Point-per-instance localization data
----
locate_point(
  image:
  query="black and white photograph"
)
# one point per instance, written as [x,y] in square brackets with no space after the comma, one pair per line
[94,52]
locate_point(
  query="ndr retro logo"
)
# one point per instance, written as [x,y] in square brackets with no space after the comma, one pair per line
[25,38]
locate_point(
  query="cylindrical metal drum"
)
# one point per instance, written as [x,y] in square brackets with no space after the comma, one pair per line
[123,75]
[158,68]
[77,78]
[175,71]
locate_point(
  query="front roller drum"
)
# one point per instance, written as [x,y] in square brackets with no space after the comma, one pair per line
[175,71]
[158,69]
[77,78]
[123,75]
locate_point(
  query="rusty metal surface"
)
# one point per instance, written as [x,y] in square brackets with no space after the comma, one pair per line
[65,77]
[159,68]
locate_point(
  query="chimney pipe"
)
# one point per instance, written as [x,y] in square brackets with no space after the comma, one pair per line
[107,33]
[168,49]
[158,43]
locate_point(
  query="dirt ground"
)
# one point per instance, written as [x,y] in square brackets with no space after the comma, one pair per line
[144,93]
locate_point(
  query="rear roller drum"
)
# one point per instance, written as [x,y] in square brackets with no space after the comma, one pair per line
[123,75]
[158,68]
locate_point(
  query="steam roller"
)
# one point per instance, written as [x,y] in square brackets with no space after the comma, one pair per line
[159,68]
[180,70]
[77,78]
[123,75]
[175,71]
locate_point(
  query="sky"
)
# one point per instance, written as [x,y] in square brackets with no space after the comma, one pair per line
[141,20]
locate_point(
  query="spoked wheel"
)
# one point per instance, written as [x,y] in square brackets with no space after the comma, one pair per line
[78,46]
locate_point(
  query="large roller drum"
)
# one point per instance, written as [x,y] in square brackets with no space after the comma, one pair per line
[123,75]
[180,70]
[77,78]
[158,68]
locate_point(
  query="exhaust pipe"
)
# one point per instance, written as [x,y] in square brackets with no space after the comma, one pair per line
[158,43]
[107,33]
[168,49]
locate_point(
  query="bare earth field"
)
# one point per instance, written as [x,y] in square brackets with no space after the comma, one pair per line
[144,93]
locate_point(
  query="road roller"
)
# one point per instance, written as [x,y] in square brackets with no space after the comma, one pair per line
----
Task to complete:
Every line of the records that includes the word "roller" should be gathered.

Response box:
  query="front roller drum"
  query="rear roller drum"
  query="steam roller"
  query="large roller drum"
  query="road roller"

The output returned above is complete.